PROBLEM DESCRIPTION. The lines from the start of the data up to and including the one with "Target to outline: **high-rise building**" should be returned exactly, and nothing else.
▬▬▬
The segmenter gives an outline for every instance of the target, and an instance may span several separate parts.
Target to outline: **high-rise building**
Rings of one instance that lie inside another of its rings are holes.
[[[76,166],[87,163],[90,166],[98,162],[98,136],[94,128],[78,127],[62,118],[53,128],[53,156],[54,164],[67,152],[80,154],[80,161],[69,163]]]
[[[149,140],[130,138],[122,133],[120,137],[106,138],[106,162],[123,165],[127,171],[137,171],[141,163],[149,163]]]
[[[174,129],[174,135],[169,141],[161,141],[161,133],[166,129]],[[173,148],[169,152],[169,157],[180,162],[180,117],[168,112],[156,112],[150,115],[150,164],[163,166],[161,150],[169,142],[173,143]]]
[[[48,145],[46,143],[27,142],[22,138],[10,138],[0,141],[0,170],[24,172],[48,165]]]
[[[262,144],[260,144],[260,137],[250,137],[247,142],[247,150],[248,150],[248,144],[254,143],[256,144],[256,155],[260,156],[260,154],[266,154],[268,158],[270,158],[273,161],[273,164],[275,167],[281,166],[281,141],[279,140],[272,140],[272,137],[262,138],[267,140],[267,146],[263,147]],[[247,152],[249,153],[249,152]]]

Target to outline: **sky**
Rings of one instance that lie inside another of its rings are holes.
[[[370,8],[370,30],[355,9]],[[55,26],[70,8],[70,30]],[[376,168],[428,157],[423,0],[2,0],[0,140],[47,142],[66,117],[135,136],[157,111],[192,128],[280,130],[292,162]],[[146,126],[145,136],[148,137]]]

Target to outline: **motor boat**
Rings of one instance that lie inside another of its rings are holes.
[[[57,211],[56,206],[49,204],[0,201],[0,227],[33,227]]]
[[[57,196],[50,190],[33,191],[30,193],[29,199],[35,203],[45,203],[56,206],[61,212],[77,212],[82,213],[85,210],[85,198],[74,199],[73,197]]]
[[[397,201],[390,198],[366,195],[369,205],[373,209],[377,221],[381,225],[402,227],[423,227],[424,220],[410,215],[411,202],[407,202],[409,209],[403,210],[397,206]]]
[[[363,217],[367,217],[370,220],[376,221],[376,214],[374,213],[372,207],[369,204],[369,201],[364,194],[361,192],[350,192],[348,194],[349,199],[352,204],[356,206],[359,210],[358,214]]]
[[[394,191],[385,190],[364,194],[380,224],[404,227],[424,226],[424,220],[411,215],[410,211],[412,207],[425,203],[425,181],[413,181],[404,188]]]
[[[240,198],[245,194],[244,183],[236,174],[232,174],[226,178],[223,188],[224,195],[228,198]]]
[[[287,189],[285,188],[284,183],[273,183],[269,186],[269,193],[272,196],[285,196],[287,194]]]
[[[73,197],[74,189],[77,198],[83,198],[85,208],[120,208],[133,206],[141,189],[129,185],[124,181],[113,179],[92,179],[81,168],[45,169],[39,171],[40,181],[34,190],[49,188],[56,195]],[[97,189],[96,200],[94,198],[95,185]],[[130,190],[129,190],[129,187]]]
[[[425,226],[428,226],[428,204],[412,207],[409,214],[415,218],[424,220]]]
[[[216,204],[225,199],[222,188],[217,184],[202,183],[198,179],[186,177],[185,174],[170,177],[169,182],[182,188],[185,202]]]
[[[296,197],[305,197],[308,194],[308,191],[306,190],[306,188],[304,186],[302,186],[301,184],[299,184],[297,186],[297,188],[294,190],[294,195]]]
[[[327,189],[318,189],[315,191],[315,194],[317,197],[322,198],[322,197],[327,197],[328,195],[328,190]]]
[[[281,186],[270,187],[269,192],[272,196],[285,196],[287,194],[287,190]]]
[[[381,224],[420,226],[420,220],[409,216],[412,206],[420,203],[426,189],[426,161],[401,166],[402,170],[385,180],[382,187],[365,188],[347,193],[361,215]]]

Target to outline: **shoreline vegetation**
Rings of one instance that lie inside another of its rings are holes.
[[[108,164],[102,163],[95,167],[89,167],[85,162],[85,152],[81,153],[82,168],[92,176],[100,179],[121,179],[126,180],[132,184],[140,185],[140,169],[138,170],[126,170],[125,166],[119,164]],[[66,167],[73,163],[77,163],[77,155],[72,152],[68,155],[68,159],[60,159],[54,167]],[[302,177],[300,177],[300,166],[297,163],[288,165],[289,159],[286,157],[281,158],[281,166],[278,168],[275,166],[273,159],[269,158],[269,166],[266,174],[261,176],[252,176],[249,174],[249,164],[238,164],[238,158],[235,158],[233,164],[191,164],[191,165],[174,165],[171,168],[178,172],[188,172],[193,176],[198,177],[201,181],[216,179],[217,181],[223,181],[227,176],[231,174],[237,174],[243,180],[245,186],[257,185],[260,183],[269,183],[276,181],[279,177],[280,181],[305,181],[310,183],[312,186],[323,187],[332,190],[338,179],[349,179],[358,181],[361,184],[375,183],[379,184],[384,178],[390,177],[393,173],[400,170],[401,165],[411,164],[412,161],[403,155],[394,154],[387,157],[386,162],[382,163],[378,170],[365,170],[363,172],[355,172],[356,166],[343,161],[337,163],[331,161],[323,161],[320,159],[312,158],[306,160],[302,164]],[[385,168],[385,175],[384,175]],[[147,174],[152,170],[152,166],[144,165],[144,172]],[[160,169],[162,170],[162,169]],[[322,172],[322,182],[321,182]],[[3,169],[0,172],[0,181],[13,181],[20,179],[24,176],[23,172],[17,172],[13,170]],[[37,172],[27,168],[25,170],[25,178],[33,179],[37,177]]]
▬▬▬
ANSWER.
The segmenter gives an outline for every instance of the target, and an instance may span several separate parts.
Target to outline: **high-rise building**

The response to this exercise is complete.